A Shift in the Balance of Power

For much of the past decade, the crypto conversation has been dominated by the West. New York became the home of Bitcoin ETFs, Silicon Valley incubated blockchain startups, and Brussels introduced MiCA, the first comprehensive digital-asset regulatory framework. But as the industry matures, the center of gravity is beginning to shift.

This October, Singapore will hosting TOKEN2049, with organizers expecting more than 25,000 participants from over 160 countries. Billed as the largest Web3 event of the year, it represents more than just another conference. It is a signal that the epicenter of crypto innovation may be moving east. The question now is whether this momentum reflects a temporary trend or a deeper structural shift in the global industry.

WHAT YOU WILL DO:
1. Count the lines of the entries below that contain the string "positive", treating case as significant, and give only the number.
2. Continue the passage on crypto's center of gravity shifting east, picking up after its final sentence.

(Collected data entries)
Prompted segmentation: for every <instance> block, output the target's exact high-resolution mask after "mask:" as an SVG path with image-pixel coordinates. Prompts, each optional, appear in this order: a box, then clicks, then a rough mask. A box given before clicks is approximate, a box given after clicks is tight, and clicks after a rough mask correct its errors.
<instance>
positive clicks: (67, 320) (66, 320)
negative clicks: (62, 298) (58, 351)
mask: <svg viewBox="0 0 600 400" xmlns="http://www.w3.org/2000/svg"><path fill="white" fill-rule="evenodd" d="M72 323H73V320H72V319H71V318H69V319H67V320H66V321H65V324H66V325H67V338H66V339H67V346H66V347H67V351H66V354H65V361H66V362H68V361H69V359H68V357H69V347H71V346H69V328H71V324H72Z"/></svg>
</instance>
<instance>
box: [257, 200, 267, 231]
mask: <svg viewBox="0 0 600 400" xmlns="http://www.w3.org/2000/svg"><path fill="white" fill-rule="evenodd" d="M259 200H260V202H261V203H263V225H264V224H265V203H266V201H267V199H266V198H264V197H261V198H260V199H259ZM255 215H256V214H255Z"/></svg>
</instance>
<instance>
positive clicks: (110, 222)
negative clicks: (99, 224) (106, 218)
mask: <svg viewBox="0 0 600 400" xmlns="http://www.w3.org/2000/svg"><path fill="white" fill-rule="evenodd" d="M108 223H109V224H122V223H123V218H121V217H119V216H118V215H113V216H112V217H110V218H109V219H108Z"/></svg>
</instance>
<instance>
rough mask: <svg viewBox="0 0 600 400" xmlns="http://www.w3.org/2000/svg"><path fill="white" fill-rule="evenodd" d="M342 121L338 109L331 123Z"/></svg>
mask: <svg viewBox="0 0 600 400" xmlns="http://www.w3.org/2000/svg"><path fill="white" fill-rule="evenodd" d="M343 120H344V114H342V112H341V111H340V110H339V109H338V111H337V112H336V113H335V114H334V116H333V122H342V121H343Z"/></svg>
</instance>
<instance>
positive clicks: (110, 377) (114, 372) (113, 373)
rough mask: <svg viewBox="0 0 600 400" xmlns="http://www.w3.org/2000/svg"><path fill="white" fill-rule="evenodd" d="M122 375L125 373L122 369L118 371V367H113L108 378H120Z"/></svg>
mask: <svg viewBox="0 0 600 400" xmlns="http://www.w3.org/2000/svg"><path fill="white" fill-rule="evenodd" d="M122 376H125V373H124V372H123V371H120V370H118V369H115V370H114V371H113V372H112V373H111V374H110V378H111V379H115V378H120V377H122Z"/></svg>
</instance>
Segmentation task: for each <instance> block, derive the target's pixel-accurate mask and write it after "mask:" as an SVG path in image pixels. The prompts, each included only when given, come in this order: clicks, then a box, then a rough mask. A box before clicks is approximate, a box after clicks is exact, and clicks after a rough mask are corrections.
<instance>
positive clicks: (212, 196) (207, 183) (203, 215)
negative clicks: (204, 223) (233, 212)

TASK-BY-TASK OUTPUTS:
1. 4

2.
Singapore’s Advantage: Clarity in an Uncertain World

Singapore’s ability to attract global players rests heavily on the way its regulators have chosen to engage with crypto. Unlike jurisdictions that oscillate between enthusiasm and hostility, the Monetary Authority of Singapore (MAS) has taken a deliberate, measured approach. In August 2023, MAS finalized a regulatory framework for stablecoins. It laid down strict requirements on reserves, redemption timelines, and transparency. This was not intended to limit innovation but to build confidence that stablecoins could genuinely function as reliable mediums of exchange.

Two years later, in June 2025, MAS went further. It began enforcing licensing for all Digital Token Service Providers (DTSPs), including those that only serve overseas clients. For global firms, this sent a powerful message: if you want to operate out of Singapore, expect to play by clear and enforceable rules. Yet at the same time, these rules were not suffocating; they created a predictable operating environment.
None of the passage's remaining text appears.